Your objective
From the listing below, pull out every line that contains the word "water" and copy each one without changes.
+===+
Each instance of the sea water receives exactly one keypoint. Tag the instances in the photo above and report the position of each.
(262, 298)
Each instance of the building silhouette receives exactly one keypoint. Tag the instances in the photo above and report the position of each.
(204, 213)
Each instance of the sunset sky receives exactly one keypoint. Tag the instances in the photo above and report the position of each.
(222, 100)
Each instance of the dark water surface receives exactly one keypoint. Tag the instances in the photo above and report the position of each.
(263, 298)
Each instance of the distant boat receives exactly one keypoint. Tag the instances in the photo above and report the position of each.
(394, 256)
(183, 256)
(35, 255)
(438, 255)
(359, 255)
+===+
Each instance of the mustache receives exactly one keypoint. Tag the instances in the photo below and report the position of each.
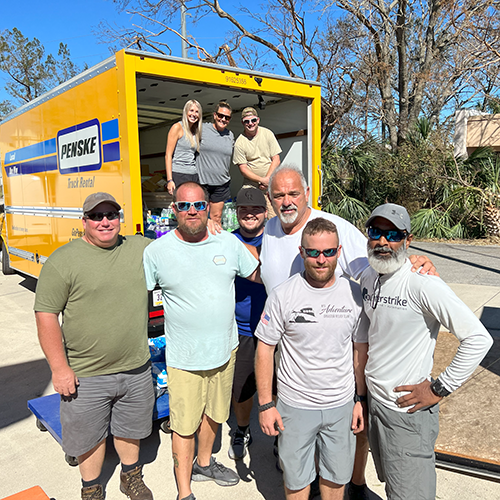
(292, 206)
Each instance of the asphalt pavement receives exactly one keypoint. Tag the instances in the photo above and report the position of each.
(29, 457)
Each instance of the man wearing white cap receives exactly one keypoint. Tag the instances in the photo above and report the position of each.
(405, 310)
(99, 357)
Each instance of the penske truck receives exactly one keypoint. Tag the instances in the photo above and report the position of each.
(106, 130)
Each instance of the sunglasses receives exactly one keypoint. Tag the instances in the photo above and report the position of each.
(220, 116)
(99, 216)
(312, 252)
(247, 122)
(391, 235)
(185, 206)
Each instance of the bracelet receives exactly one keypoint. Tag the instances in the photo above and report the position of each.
+===+
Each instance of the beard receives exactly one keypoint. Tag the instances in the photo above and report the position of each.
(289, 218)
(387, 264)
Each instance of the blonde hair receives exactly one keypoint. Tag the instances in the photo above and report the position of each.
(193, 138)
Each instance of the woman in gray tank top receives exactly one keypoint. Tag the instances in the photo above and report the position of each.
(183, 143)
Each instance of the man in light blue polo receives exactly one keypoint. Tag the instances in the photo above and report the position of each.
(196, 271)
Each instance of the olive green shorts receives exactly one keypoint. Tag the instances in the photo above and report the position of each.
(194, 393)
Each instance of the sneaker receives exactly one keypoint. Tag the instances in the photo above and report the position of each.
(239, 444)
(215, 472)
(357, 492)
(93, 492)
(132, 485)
+===+
The completed task
Each instance of the sea water receives exactly one keypoint. Tag the instances in the photo above and report the position of each.
Each instance of the dark water surface receives exactly one keypoint. Tag the instances in the photo above and report the position of each.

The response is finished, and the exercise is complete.